◆ ASSIGNMENT ◆
Return the records that follow, matching each one exactly.

*** Begin section ***

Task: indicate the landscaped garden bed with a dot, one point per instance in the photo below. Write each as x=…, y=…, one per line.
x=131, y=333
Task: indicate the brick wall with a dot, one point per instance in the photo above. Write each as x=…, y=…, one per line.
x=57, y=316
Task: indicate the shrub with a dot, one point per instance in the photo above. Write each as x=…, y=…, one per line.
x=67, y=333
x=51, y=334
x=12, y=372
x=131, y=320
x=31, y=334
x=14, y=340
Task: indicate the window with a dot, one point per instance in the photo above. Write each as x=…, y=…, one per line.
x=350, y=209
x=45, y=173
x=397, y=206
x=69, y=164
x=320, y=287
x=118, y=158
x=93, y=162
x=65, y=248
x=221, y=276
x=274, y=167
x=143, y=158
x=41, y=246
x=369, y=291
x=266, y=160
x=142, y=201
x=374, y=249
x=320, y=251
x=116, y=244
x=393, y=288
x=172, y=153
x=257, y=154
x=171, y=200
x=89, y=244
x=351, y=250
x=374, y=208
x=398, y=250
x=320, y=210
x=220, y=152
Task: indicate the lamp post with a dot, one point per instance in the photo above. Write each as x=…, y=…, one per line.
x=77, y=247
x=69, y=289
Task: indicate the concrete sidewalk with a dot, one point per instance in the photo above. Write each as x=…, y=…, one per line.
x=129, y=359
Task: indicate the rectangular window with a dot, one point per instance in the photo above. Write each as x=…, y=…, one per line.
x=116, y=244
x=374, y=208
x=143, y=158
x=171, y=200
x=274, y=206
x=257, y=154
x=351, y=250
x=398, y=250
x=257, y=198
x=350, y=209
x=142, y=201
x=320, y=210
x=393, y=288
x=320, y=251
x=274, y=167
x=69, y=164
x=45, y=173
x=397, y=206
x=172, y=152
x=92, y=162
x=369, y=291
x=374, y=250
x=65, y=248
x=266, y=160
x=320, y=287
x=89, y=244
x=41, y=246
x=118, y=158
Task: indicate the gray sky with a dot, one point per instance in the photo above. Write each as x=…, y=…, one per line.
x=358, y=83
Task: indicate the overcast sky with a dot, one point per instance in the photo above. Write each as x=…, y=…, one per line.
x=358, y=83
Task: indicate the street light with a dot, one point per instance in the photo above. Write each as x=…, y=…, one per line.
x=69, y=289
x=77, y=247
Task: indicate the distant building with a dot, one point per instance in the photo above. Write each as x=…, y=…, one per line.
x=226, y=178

*** End section ***

◆ OUTPUT OF THE EXERCISE ◆
Task: indicate the landscaped garden bed with a dot, one point per instance in the photo below. Write each as x=…, y=…, one per line.
x=131, y=333
Task: indicate the brick wall with a dot, one point per instance in the photo above. Write each as x=…, y=…, one per line.
x=57, y=316
Task: indicate the shrub with a dot, one point per instance in the photo above. Write each as x=…, y=…, one per line.
x=67, y=333
x=51, y=334
x=12, y=372
x=131, y=320
x=31, y=334
x=14, y=340
Task: indicate the window with a dot, one point per instance in the photo above. Write each as x=…, y=…, one per line.
x=350, y=209
x=45, y=173
x=397, y=206
x=69, y=164
x=320, y=287
x=118, y=158
x=93, y=162
x=65, y=248
x=221, y=276
x=274, y=167
x=143, y=158
x=41, y=246
x=369, y=291
x=266, y=160
x=142, y=201
x=374, y=249
x=320, y=251
x=116, y=244
x=393, y=288
x=172, y=153
x=257, y=154
x=171, y=200
x=89, y=244
x=351, y=250
x=374, y=208
x=398, y=250
x=320, y=210
x=220, y=152
Task: indicate the lamp post with a dot, one point per instance in the photo above. Write each as x=…, y=…, one per line.
x=77, y=247
x=69, y=289
Task: indicate the concrete sidewalk with a dot, one point per instance in the photo above. Write each as x=…, y=…, one per line.
x=129, y=359
Task: indicate the rectangular window with a dot, one point per instance in the photo above. Write each as x=…, y=…, one per line.
x=116, y=244
x=374, y=208
x=143, y=158
x=171, y=200
x=274, y=206
x=257, y=154
x=351, y=250
x=398, y=250
x=257, y=198
x=350, y=209
x=142, y=201
x=320, y=210
x=393, y=288
x=320, y=251
x=274, y=167
x=69, y=164
x=45, y=173
x=397, y=206
x=172, y=152
x=92, y=162
x=369, y=291
x=374, y=250
x=65, y=248
x=266, y=160
x=320, y=287
x=89, y=244
x=41, y=246
x=118, y=158
Task: indicate the gray sky with a dot, one point per instance in the photo above. Write each as x=…, y=…, one per line.
x=358, y=83
Task: indicate the overcast sky with a dot, one point per instance in the photo above. Write each as x=…, y=…, one per line.
x=358, y=83
Task: indicate the street light with a dot, one point per instance in the photo above. Write each as x=…, y=…, one per line.
x=69, y=289
x=77, y=247
Task: indicate the distant building with a dot, one point per instance in the photo above. Write each as x=…, y=…, one per line.
x=226, y=178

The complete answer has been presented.